■ CHALLENGES:
• a. In the forum thread, why does the poster say the existing PL/SQL block is not good enough?
• b. Copy the forum thread word for word, from "1 2 Previous" to "of analytic sql?".
• c. List the column headings of the output table in the forum thread.

---------- TEXT PASSAGE

1 2 Previous Next 27 Replies Latest reply: Aug 11, 2009 2:35 PM by 666352 RSS

    analytic sql question

    715939
      Dear All,
      I have the following problem of getting the output table from the input table below.
      Do you have any idea of doing this with the help of analytic sql?
      p.s. I have done this by using pure plsql block which is too slow to run with high amount of data. Below data is just a sample, in real I have millions rows of data.

      Input table:
      TIME     USER     VALUE     

      1     A     X
      2     A     X
      3     B     Y
      4     B     Y
      5     A     X
      5     B     X
      6     A     Y
      7     B     Y
      7     A     Y



      Output table:
      START_TIME     END_TIME     USER     VALUE
      1          2          A     X
      5          5          A     X
      6          7          A     Y
      3          4          B     Y
      5          5          B     X
      7          7          B     Y
        • 1. Re: analytic sql question
          548849
          Hi,
          Welcome to the forum.

--------------------
---------- STORED ROWS

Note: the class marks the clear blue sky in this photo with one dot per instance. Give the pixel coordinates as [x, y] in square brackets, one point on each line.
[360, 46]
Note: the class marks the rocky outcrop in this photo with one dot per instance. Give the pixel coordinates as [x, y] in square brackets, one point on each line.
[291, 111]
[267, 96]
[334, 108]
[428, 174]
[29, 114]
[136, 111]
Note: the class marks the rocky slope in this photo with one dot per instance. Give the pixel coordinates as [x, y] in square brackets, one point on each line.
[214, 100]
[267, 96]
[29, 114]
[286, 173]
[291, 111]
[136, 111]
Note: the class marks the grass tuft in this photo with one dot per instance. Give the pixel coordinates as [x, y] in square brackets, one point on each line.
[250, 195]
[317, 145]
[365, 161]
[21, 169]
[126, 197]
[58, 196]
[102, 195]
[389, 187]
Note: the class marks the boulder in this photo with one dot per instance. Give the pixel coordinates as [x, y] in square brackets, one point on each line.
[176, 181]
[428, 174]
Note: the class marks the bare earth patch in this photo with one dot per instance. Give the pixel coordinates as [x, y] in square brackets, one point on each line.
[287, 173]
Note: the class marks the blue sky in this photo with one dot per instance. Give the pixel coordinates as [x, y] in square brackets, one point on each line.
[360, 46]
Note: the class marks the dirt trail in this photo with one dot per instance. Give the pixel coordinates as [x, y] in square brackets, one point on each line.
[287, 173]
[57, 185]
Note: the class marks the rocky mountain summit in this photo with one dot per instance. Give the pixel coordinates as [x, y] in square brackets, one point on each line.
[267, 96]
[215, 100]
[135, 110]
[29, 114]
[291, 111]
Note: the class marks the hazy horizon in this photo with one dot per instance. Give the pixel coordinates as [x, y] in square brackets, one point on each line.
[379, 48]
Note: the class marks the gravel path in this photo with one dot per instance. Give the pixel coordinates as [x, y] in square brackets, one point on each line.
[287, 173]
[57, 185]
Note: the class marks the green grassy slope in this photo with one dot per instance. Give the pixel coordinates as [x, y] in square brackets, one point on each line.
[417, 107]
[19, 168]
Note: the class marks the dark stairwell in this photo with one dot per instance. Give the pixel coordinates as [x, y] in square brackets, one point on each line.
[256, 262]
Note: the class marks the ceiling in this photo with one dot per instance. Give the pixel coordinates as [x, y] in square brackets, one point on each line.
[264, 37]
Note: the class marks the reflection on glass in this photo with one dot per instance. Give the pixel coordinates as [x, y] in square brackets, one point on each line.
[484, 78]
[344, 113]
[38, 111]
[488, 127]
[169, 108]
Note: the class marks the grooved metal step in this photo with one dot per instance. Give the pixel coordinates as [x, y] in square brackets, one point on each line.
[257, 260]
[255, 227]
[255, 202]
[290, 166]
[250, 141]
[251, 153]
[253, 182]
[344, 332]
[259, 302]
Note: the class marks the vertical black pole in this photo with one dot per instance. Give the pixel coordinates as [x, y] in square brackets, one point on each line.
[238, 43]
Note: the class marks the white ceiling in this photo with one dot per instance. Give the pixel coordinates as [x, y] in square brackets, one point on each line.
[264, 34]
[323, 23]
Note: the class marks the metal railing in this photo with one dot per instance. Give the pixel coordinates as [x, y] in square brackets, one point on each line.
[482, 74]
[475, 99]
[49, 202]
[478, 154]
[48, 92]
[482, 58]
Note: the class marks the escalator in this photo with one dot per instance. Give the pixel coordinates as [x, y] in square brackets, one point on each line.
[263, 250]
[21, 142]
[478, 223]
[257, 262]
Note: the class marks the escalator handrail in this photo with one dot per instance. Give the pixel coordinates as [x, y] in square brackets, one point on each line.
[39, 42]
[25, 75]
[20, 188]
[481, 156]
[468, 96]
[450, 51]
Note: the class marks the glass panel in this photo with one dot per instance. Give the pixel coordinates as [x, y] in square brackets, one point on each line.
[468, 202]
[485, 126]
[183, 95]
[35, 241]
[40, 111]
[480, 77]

--------------------
---------- STORED ROWS

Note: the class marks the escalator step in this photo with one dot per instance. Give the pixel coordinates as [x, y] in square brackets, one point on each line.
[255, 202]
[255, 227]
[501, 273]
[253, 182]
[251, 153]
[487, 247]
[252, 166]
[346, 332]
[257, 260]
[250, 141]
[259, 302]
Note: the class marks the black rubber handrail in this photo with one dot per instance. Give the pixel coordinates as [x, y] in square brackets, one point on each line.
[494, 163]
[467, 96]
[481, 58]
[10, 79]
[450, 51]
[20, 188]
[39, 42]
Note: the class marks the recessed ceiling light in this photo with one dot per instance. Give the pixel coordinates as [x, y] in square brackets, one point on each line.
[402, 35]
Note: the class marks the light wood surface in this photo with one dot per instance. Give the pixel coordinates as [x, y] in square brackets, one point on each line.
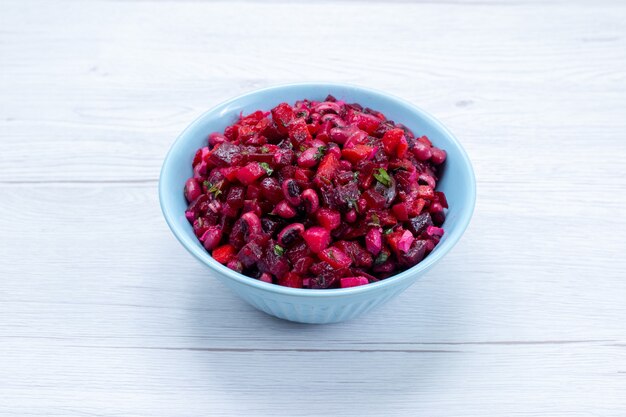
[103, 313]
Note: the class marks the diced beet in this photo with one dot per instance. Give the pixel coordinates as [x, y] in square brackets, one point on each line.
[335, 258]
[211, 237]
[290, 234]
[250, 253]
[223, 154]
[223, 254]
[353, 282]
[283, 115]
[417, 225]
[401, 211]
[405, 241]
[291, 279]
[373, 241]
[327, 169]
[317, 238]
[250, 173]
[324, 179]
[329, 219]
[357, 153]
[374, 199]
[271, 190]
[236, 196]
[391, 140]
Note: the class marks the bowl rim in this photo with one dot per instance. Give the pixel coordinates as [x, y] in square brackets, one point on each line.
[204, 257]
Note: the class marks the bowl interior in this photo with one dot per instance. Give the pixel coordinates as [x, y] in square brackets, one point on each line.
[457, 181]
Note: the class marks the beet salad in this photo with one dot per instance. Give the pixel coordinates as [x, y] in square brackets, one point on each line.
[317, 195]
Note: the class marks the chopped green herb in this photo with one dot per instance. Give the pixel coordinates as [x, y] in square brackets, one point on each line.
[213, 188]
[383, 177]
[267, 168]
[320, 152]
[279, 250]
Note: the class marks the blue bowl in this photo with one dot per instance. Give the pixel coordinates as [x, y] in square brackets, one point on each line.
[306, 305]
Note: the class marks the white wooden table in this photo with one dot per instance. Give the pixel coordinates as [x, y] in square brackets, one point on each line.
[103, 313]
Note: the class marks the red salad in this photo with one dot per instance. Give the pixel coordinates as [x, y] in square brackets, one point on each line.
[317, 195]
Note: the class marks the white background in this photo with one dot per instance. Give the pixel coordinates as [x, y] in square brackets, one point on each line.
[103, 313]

--------------------

■ RESULTS:
• a. It is too slow to run with a high amount of data.

• b.
1 2 Previous Next 27 Replies Latest reply: Aug 11, 2009 2:35 PM by 666352 RSS

    analytic sql question

    715939
      Dear All,
      I have the following problem of getting the output table from the input table below.
      Do you have any idea of doing this with the help of analytic sql?

• c. START_TIME, END_TIME, USER, VALUE